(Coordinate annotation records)

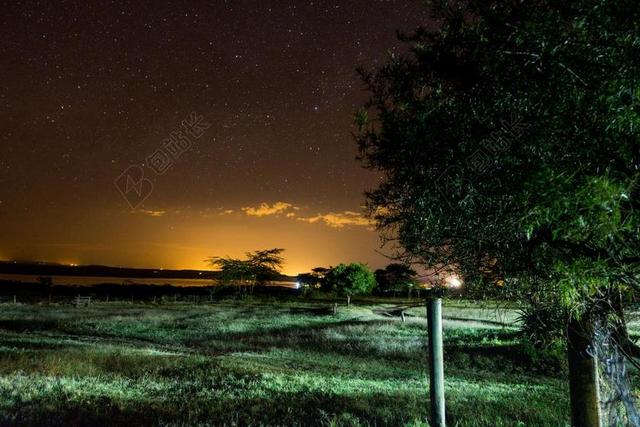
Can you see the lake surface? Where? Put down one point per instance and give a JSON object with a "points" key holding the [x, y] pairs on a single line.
{"points": [[95, 280]]}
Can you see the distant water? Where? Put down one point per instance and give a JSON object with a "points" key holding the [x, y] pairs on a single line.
{"points": [[94, 280]]}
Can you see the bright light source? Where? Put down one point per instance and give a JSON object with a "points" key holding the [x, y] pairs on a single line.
{"points": [[453, 282]]}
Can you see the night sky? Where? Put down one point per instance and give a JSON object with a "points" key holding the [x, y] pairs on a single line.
{"points": [[88, 89]]}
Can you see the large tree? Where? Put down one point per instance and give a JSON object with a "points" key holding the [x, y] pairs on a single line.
{"points": [[508, 141]]}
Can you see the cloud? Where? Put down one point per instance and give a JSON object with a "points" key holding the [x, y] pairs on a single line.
{"points": [[340, 219], [151, 213], [265, 209]]}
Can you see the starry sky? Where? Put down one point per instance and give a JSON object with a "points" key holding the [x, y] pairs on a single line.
{"points": [[156, 134]]}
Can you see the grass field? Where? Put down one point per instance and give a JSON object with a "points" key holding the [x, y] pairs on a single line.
{"points": [[266, 363]]}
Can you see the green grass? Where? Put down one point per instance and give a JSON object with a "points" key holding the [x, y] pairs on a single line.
{"points": [[266, 363]]}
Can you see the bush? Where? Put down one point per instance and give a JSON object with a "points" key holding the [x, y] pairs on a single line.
{"points": [[350, 279]]}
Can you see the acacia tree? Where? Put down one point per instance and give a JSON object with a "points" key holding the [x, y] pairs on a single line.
{"points": [[508, 143], [350, 279], [397, 277], [258, 267]]}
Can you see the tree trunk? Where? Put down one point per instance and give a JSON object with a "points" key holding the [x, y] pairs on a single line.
{"points": [[583, 375]]}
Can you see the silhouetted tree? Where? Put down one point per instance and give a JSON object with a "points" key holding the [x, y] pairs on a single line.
{"points": [[397, 278], [350, 279], [508, 139], [258, 267]]}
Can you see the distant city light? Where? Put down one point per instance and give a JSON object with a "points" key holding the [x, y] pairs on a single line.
{"points": [[453, 282]]}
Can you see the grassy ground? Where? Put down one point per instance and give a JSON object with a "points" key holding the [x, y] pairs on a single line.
{"points": [[265, 363]]}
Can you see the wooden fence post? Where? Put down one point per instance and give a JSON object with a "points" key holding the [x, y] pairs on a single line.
{"points": [[436, 359]]}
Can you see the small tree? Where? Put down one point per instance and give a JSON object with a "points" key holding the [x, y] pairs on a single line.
{"points": [[350, 279], [259, 267], [397, 278]]}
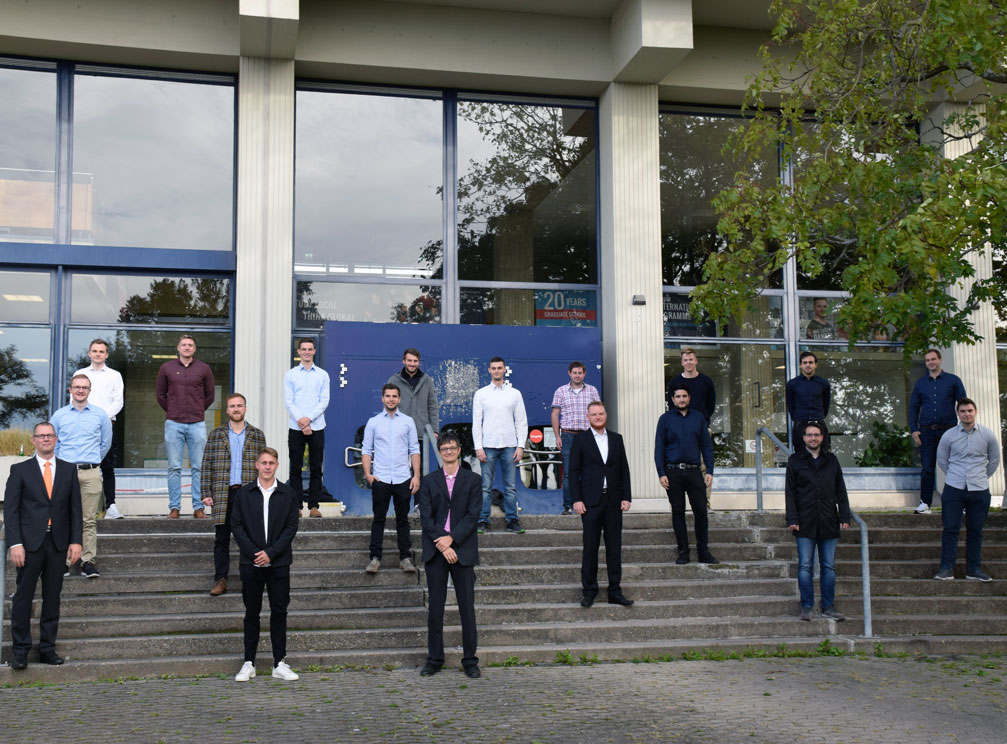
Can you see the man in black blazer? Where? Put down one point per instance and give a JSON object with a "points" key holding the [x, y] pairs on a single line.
{"points": [[450, 499], [599, 486], [43, 518], [264, 523]]}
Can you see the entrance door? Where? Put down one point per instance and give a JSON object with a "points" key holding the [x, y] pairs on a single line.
{"points": [[360, 357]]}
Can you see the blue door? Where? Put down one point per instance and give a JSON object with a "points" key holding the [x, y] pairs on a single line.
{"points": [[360, 357]]}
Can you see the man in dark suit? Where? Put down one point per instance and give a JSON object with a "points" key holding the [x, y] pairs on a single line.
{"points": [[599, 486], [450, 499], [44, 526], [264, 523]]}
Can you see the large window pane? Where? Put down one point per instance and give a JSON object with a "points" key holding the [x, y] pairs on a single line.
{"points": [[369, 175], [694, 169], [24, 297], [153, 163], [27, 154], [527, 196], [869, 384], [562, 307], [137, 355], [99, 298], [751, 386], [24, 376], [374, 303]]}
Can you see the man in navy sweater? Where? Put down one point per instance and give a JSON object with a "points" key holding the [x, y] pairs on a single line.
{"points": [[682, 444]]}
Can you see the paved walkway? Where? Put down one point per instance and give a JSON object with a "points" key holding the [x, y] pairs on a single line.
{"points": [[849, 700]]}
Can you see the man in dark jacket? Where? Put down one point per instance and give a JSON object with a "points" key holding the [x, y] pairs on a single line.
{"points": [[817, 509]]}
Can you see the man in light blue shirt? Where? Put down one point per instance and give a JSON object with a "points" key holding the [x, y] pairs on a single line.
{"points": [[391, 459], [84, 434], [305, 393], [968, 454]]}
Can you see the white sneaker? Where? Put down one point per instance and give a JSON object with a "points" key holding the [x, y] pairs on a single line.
{"points": [[283, 672]]}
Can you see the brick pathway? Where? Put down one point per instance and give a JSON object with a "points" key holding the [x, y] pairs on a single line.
{"points": [[773, 700]]}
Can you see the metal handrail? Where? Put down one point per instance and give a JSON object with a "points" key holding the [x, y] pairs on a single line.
{"points": [[865, 563]]}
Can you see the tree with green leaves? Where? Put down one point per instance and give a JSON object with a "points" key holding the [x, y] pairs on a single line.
{"points": [[865, 101]]}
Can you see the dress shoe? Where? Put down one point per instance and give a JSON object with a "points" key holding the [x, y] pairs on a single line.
{"points": [[50, 657]]}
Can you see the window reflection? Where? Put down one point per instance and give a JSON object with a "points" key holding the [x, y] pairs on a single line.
{"points": [[27, 155], [527, 193], [369, 174], [374, 303], [153, 163], [24, 377], [99, 298]]}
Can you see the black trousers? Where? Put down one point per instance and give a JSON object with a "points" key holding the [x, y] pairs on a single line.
{"points": [[381, 495], [315, 442], [276, 581], [681, 482], [222, 541], [49, 563], [463, 577], [606, 517]]}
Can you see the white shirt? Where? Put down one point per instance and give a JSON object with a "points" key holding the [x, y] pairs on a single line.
{"points": [[106, 389], [498, 418]]}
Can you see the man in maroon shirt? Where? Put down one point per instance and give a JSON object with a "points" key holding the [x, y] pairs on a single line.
{"points": [[184, 391]]}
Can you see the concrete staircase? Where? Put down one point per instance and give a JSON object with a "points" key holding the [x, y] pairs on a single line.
{"points": [[150, 613]]}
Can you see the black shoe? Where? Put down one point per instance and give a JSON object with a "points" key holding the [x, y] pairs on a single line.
{"points": [[50, 657]]}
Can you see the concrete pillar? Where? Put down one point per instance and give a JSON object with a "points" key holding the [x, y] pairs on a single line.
{"points": [[630, 265], [264, 274]]}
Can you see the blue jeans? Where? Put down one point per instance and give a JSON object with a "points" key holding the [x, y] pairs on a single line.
{"points": [[509, 471], [976, 505], [567, 438], [176, 437], [827, 560]]}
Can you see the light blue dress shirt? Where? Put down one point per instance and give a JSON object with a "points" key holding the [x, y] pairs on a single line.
{"points": [[85, 436], [390, 440], [305, 393]]}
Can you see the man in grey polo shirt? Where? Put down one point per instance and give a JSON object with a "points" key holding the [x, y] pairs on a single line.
{"points": [[968, 455]]}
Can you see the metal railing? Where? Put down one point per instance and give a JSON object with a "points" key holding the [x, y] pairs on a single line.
{"points": [[865, 563]]}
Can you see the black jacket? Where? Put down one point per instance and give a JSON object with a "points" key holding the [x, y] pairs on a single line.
{"points": [[588, 472], [816, 495], [248, 529]]}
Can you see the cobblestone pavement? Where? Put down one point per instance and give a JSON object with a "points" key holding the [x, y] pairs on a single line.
{"points": [[761, 700]]}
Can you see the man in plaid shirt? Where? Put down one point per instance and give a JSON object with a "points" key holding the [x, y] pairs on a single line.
{"points": [[570, 418]]}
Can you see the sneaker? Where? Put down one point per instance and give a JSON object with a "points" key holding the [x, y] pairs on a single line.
{"points": [[834, 614], [89, 571], [283, 672], [978, 575]]}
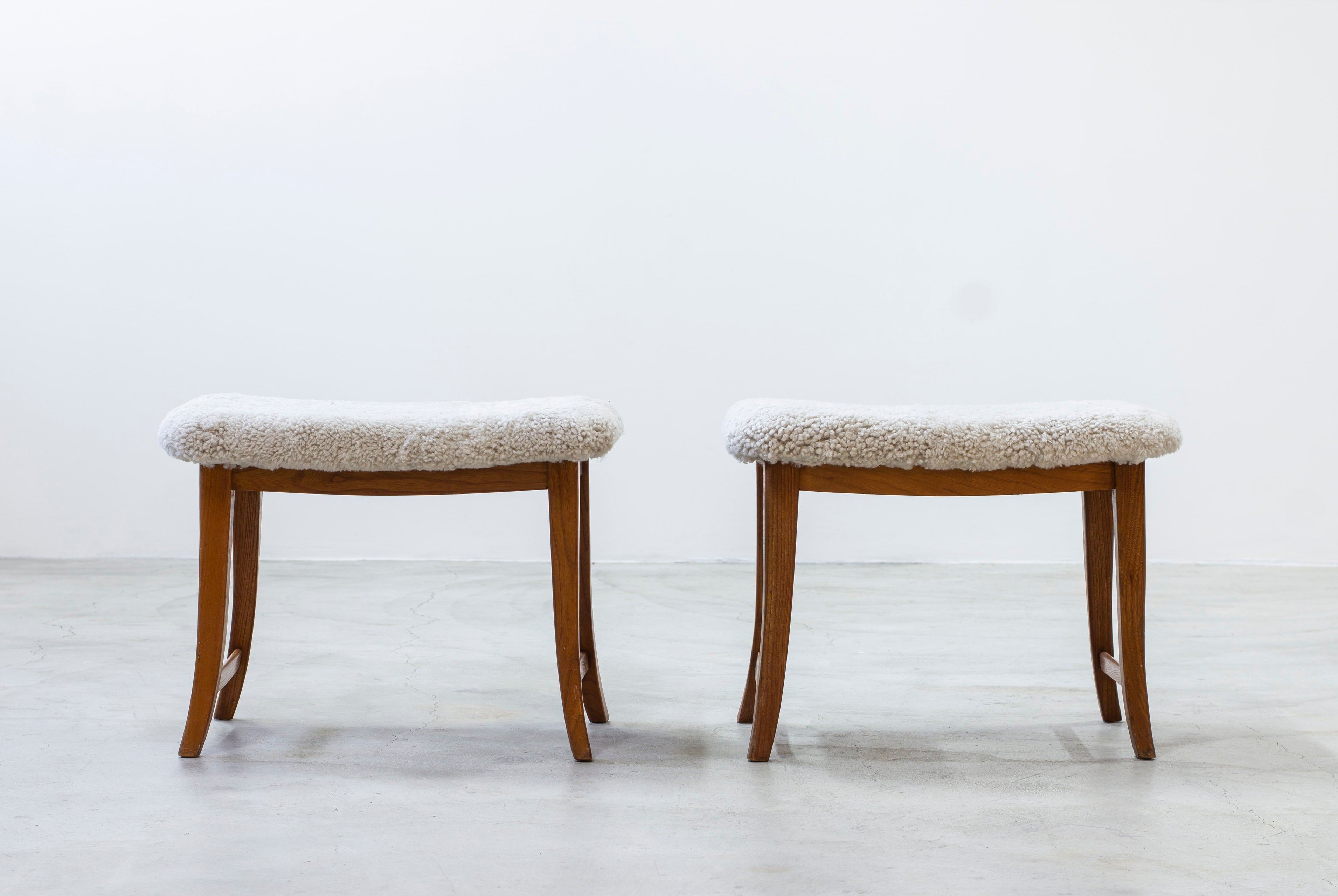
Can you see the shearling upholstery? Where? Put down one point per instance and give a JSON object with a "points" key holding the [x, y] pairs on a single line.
{"points": [[969, 436], [299, 434]]}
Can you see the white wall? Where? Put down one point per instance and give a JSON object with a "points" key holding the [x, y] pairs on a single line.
{"points": [[673, 209]]}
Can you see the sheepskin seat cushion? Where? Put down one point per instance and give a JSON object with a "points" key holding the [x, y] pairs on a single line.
{"points": [[969, 436], [334, 436]]}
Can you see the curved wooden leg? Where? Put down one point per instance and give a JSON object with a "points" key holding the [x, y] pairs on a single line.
{"points": [[216, 510], [245, 573], [1130, 522], [746, 707], [1098, 550], [592, 689], [781, 517], [565, 544]]}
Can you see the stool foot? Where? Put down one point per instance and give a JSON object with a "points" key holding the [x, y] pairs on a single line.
{"points": [[1099, 550], [565, 544], [592, 689], [216, 510], [1131, 542], [781, 518]]}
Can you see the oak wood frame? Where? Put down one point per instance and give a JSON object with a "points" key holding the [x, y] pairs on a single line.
{"points": [[229, 542], [1112, 513]]}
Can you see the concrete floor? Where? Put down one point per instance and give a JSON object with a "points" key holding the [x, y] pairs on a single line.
{"points": [[401, 733]]}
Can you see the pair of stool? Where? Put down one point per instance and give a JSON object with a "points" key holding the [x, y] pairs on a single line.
{"points": [[247, 446]]}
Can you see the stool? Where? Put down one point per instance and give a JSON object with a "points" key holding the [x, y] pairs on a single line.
{"points": [[247, 446], [1091, 447]]}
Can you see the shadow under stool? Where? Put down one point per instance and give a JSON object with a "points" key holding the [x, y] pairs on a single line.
{"points": [[1107, 443], [248, 446]]}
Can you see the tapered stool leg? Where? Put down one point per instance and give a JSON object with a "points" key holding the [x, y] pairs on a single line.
{"points": [[216, 510], [746, 707], [245, 575], [781, 517], [1130, 522], [1098, 552], [592, 689], [565, 544]]}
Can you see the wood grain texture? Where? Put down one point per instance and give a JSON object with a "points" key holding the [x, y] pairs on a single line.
{"points": [[515, 478], [1099, 555], [746, 707], [781, 518], [565, 544], [1131, 549], [952, 483], [592, 689], [1111, 666], [247, 507], [216, 513], [229, 669]]}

* _Instruction_:
Rewrite the rows starting at the line that contains "Can you see the tapered" and ending with the last of the rows, changing "single line" to "one line" and leaving everything else unchanged.

* _Expected answer_:
Can you see the tapered stool leg? Where? Put down one point per instance and give a JSON object with a "points" key holding the [x, y] pairs on a one line.
{"points": [[216, 510], [746, 707], [245, 575], [781, 517], [1130, 522], [1098, 552], [592, 689], [565, 544]]}
Can you see the wood grain texture? Where? Put down one point per instance and give a JSON object with a "points" key holding the [x, y] pairs on a one line.
{"points": [[515, 478], [1099, 555], [746, 707], [781, 518], [565, 544], [1131, 549], [952, 483], [592, 689], [1111, 666], [247, 507], [216, 513], [229, 669]]}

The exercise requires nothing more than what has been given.